Version 1.1 | March 2026 | Reviewed by Dev the Dev

What this reference covers Source format performance, the 50-source ceiling and how to manage it, the Ouroboros note-to-source conversion workflow, source stitching strategies, and the five-notebook segmentation taxonomy. If you need to understand why corpus management matters structurally, see the System Overview.

Platform Limits — Know These Before You Ingest

Resource	Hard Limit	Management Strategy
Notebooks per account	100	Segment by project / domain / cohort (see §4)
Sources per notebook	50	Ouroboros technique + source stitching (see §2, §3)
Words per source	500,000	Stitching maximizes this — combine small PDFs into one
Total corpus per notebook	~25 million words	Equivalent to ~25 large technical monographs
Context window (Gemini 1.5 Pro)	1M tokens	Near-perfect recall (>99.7%) up to this limit

BD-001: Source Slot Ceiling The 50-source limit is the primary operational constraint on long-running projects. At 40 sources, set an alert. At 45, begin Ouroboros conversion before you hit the ceiling under pressure. Never attempt Ouroboros at 50 — you will lose citation data. See Roadmap AI-001.

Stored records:
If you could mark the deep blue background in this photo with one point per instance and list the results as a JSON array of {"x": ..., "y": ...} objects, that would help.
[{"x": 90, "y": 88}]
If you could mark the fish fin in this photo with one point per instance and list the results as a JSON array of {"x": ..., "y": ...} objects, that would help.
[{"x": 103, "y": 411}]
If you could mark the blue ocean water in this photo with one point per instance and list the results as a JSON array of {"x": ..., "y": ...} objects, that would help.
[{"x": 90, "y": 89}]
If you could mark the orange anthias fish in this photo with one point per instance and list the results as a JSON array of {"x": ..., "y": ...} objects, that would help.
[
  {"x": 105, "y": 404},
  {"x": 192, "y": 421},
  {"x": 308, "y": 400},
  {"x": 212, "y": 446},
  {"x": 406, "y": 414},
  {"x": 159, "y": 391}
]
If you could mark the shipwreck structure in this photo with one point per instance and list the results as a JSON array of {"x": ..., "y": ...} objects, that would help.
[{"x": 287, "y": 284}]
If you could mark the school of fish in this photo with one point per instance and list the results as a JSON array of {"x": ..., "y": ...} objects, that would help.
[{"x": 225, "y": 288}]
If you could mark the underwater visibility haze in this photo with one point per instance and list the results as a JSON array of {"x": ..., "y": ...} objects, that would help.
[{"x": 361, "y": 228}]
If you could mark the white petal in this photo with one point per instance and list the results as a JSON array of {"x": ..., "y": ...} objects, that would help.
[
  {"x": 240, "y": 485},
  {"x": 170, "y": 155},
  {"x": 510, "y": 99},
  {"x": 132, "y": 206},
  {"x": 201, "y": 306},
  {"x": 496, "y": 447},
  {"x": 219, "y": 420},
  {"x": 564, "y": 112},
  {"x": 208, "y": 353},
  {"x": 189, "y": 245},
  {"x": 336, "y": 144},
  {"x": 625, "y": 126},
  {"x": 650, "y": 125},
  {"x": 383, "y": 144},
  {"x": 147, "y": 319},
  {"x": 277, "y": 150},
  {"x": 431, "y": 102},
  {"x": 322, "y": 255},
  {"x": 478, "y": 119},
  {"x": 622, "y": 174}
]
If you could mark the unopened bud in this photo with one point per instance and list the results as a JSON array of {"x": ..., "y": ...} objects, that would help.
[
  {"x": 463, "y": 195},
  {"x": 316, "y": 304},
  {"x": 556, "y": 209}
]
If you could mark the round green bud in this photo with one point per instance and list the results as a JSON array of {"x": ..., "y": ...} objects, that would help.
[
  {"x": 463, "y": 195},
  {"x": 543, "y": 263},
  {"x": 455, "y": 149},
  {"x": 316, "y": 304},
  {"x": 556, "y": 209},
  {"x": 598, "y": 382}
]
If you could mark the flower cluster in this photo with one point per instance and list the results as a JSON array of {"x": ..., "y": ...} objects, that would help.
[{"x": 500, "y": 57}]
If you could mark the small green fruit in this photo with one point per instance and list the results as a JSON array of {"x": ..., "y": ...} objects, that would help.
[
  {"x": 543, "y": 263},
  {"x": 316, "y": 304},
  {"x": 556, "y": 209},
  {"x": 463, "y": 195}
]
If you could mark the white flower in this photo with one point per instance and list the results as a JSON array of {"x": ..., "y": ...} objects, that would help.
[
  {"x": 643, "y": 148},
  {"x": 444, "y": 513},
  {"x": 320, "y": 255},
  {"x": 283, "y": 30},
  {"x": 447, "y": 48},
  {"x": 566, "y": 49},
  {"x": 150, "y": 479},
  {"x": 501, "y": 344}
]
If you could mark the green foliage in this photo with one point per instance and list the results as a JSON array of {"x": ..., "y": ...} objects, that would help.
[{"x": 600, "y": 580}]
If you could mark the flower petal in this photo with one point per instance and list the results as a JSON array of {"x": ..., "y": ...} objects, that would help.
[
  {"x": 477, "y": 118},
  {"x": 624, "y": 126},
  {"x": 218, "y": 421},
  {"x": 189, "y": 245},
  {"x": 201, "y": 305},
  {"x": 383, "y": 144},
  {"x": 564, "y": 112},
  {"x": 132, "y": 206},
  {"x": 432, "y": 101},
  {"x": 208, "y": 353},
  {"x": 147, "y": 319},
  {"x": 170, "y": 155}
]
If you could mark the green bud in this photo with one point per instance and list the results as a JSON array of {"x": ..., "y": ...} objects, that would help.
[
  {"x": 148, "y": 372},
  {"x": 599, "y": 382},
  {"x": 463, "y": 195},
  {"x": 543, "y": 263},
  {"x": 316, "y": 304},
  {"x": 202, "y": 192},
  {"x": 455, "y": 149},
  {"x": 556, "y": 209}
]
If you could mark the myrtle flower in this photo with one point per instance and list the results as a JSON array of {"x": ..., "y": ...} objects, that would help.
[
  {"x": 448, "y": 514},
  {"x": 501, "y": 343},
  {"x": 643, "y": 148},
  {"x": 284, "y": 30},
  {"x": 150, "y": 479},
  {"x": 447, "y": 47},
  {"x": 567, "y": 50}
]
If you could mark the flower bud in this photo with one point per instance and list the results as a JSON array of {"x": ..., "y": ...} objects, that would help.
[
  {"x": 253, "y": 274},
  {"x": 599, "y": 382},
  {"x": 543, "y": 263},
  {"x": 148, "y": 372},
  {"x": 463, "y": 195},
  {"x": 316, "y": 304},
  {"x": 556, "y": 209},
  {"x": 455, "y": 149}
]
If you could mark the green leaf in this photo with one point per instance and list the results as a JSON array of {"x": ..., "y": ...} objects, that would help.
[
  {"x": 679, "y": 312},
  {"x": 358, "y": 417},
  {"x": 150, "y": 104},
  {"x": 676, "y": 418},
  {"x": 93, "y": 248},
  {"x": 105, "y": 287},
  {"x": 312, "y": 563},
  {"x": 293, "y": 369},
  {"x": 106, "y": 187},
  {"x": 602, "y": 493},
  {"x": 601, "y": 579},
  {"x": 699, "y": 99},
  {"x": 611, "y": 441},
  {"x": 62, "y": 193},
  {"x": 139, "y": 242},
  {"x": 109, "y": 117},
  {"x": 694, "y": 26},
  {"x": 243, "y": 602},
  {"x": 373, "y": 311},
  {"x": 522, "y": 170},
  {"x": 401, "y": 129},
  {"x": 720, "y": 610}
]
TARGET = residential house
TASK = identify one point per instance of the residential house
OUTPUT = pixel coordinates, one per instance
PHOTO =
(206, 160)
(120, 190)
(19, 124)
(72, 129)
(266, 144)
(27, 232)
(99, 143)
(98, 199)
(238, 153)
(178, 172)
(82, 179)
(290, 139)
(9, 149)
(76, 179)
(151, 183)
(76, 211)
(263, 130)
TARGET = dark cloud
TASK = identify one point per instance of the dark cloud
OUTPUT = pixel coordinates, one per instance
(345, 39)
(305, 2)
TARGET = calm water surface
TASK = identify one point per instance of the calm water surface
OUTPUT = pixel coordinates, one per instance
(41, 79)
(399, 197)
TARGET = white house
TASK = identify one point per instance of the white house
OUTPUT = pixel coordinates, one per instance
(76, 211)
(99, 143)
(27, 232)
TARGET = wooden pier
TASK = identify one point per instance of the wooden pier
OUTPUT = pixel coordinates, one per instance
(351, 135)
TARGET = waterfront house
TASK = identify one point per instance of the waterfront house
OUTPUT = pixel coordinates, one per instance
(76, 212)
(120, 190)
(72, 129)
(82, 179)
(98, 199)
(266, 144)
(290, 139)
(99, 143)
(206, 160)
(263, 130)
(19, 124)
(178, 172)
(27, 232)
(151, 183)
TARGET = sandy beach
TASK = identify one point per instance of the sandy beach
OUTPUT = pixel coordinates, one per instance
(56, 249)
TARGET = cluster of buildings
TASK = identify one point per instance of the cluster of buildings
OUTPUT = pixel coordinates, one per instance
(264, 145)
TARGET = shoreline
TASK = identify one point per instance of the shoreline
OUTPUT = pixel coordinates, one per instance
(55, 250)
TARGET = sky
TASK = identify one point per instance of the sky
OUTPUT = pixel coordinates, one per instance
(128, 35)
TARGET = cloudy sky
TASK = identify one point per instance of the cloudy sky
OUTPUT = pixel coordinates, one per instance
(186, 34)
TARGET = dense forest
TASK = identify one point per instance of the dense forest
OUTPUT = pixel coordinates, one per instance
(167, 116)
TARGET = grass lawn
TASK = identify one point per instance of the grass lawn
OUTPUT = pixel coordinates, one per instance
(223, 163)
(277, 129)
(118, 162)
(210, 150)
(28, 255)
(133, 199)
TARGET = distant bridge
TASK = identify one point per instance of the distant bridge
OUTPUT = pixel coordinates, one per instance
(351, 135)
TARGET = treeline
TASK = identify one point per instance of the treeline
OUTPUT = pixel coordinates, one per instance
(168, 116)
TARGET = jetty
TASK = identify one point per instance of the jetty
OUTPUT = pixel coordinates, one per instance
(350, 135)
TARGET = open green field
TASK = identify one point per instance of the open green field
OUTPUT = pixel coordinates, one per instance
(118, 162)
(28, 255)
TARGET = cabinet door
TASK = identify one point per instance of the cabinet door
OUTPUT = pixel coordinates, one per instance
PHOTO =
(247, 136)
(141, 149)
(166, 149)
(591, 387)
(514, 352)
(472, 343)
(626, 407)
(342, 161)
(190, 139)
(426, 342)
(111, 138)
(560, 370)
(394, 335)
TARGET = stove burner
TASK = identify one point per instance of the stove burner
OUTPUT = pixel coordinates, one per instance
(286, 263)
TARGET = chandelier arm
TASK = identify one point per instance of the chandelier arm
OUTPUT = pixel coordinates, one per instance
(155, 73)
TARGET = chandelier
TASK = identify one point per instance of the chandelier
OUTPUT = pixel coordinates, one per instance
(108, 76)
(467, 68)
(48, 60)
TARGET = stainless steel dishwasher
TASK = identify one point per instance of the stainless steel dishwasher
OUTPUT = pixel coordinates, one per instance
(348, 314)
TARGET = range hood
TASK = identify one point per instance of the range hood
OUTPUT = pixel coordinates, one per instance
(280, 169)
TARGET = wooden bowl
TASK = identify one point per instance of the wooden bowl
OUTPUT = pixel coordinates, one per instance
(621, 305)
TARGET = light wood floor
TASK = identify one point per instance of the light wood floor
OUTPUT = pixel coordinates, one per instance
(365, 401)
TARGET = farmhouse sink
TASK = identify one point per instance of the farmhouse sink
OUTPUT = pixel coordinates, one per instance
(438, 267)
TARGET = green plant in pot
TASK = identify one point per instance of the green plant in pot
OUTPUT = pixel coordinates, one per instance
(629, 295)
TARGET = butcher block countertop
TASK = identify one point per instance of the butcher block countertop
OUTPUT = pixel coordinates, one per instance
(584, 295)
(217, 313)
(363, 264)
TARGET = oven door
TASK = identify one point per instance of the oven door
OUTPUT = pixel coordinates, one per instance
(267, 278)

## ACTIVITY 1
Set down the passage of the corpus management reference from "Version 1.1 |" to "the System Overview.", copying it exactly.
## ACTIVITY 2
Answer these questions using the corpus management reference:
(a) What is the hard limit on words per source?
(b) At how many sources does the reference say to set an alert?
(c) What context window does it list for Gemini 1.5 Pro?
## ACTIVITY 3
Extend the corpus management reference by writing what comes after its final sentence.

## WRITTEN RESPONSE 1
Version 1.1 | March 2026 | Reviewed by Dev the Dev

What this reference covers Source format performance, the 50-source ceiling and how to manage it, the Ouroboros note-to-source conversion workflow, source stitching strategies, and the five-notebook segmentation taxonomy. If you need to understand why corpus management matters structurally, see the System Overview.

## WRITTEN RESPONSE 2
(a) 500,000 words
(b) 40 sources
(c) 1M tokens

## WRITTEN RESPONSE 3
Source Ingestion and Format Performance

Not all source formats perform equally in NotebookLM's RAG pipeline. Retrieval quality depends on how cleanly the document can be chunked and vectorized. High-noise formats — visual-heavy PDFs, scanned documents — degrade retrieval precision.

Format	Retrieval Quality	Technical Consideration	Recommendation
Markdown / Plain Text	■■■■■ Highest	No layout noise; ideal for RAG chunking	Primary target format. Convert everything you can.
Google Docs / Word	■■■■ High	Structured formatting facilitates parsing	Acceptable. Export to Markdown for critical long-term sources.
Text-Based PDF	■■■ Strong	Multi-column layouts may cause chunking errors	Use. Convert to Markdown if passage retrieval is critical.
Scanned PDF	■■ Mixed	Sensitive to scan resolution and lighting	Apply OCR preprocessing before ingestion.
Handwritten Notes (OCR)	■ Variable	Cursive notation reduces reliability	Hybrid pipeline: OCR + Gemini self-correction pass.
Audio Overview (MP3)	■■ High abstraction	Multi-modal, conversational perspective	Track lineage carefully. Avoid multi-generation re-upload (see §2.3).
Website URLs	■■■ Variable	Dynamic content may not index correctly	Prefer static pages. Exclude dynamic URL patterns.

The Ouroboros Technique

The Ouroboros technique converts accumulated AI-generated notes back into corpus sources, freeing slot capacity while preserving distilled knowledge. The name refers to the self-consuming quality of the cycle — the system feeds on its own outputs to compress and survive.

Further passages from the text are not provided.